PROVIDED DATA >>

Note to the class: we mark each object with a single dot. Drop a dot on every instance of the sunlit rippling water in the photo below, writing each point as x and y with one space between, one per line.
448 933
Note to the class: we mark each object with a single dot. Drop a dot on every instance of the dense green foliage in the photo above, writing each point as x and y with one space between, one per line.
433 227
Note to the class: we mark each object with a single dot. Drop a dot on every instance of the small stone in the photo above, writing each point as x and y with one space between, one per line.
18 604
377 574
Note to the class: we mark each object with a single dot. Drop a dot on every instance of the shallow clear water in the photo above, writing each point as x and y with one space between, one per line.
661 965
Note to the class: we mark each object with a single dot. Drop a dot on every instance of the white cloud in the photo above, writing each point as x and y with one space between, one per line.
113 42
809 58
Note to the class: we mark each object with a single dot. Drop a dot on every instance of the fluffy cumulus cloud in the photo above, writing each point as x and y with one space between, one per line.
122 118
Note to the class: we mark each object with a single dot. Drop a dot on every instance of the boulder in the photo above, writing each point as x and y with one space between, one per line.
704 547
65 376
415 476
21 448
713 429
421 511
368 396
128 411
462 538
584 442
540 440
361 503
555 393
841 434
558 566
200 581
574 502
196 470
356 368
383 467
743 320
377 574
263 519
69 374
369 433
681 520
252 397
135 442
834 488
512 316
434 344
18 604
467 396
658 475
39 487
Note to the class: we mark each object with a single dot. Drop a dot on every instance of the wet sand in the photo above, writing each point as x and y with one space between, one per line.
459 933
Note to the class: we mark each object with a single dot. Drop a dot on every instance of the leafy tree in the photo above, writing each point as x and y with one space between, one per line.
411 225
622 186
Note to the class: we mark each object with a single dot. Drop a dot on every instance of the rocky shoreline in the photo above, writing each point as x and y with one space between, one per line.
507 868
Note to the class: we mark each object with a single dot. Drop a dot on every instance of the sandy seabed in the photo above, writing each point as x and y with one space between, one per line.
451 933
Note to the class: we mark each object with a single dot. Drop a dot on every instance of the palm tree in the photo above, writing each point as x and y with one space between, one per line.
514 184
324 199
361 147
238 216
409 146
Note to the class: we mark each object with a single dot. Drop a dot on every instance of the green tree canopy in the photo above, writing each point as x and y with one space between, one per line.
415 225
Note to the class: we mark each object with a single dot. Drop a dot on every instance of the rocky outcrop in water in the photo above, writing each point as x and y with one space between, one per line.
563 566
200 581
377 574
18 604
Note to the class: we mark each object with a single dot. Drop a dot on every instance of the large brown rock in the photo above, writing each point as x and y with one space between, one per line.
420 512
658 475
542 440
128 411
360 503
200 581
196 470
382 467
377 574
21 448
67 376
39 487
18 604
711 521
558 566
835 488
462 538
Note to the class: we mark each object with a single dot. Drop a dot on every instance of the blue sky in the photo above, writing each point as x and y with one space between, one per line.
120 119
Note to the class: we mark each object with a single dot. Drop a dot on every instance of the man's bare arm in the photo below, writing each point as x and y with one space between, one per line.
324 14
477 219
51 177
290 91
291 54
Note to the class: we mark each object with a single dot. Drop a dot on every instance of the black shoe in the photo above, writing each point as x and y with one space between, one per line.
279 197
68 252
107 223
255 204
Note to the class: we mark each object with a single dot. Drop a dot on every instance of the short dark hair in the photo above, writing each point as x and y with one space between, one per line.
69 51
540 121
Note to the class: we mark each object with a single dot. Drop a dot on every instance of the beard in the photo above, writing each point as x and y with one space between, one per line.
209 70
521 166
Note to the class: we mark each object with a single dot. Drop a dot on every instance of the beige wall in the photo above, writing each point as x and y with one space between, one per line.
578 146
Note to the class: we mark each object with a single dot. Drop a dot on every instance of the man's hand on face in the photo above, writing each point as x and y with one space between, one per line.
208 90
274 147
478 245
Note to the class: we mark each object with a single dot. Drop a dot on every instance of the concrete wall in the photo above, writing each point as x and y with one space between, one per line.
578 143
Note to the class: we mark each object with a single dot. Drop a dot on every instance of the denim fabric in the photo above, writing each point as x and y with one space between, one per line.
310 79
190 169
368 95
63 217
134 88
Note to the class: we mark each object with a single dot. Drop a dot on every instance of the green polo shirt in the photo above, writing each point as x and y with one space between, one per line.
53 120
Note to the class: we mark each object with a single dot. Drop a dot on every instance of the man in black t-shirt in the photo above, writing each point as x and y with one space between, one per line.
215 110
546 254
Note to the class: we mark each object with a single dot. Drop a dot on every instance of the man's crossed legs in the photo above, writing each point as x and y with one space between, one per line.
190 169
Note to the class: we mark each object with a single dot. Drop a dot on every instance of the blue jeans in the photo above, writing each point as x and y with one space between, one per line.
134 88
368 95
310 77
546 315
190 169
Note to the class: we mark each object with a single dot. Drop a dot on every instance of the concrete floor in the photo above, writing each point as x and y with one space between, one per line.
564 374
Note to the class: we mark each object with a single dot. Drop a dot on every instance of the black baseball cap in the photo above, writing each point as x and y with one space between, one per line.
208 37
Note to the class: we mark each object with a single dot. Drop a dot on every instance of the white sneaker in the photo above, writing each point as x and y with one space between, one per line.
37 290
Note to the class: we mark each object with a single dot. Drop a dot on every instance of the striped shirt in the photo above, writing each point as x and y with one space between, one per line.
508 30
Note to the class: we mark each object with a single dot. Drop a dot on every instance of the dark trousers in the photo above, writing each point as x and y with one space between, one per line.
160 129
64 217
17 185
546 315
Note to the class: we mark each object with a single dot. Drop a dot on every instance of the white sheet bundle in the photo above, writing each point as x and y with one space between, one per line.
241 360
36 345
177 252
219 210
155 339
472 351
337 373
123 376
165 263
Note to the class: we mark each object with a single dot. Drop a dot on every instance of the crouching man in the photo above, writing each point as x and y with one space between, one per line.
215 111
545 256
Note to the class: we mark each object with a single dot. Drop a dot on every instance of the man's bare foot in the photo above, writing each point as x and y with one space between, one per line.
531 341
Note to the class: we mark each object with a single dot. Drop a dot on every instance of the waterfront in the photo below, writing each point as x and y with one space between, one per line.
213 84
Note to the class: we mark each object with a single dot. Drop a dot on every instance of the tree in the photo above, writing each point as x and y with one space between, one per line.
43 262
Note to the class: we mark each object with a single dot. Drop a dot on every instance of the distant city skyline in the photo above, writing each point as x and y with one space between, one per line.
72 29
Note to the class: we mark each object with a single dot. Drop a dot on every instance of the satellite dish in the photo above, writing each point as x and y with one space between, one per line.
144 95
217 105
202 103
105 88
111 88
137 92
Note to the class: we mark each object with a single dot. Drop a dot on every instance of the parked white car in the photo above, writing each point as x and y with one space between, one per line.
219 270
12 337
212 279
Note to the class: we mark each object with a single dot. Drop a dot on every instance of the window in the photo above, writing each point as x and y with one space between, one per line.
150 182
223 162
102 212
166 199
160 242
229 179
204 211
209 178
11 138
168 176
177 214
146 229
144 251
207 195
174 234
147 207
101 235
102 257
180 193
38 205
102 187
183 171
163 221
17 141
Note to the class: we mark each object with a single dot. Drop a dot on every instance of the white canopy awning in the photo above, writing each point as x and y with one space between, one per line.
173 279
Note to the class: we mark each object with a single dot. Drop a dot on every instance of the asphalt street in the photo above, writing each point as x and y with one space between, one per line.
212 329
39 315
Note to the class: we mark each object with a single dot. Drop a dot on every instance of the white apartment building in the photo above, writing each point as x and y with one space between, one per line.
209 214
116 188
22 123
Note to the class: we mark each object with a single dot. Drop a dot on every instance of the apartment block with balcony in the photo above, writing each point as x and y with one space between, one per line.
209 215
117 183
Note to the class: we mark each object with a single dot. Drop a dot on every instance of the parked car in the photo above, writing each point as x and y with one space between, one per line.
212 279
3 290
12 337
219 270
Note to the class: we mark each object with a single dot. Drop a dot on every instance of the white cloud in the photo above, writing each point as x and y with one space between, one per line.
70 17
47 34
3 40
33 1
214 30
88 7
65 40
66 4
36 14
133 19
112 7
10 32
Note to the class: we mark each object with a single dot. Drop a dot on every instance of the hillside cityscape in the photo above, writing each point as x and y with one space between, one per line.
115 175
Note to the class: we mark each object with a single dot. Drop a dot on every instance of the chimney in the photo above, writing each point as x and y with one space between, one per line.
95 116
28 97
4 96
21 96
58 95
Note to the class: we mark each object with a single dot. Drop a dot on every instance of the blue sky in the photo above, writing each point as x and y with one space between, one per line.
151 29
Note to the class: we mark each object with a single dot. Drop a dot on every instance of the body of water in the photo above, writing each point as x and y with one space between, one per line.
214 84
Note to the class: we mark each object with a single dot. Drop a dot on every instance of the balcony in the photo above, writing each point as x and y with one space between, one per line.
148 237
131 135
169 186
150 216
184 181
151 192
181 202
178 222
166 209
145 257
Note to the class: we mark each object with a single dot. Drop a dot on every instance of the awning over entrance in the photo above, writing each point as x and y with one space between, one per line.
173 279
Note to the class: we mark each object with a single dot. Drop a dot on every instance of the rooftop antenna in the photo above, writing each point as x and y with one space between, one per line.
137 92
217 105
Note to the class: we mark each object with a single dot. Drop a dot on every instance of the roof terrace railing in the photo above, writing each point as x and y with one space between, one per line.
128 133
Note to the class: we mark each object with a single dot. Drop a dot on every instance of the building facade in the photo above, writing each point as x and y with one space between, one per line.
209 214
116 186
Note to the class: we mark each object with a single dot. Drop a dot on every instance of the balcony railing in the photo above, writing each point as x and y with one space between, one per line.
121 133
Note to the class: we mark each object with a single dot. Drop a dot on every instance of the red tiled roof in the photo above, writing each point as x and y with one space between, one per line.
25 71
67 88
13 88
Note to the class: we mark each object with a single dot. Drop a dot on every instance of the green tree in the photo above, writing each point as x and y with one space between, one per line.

WHAT YOU WILL DO >> Quote every line from the line containing "the balcony railing" through the closing line of the listing, including both.

ANSWER TO THE PROBLEM >>
Note to the class: we mark each object with a single dot. Drop a dot on every instance of the balcony railing in the photo above, writing each point as x and y with one space between, one per line.
121 133
Note to the class: we mark each object with a single dot. Drop a dot on every instance of the red tiled roof in the photo above, writing each point as x and y with one space between, one per line.
25 71
67 88
13 88
Note to the class: we mark each object with a single dot. Drop a dot on every instance of the green tree in the photo above, writing each point as x and y with one space between, one per line.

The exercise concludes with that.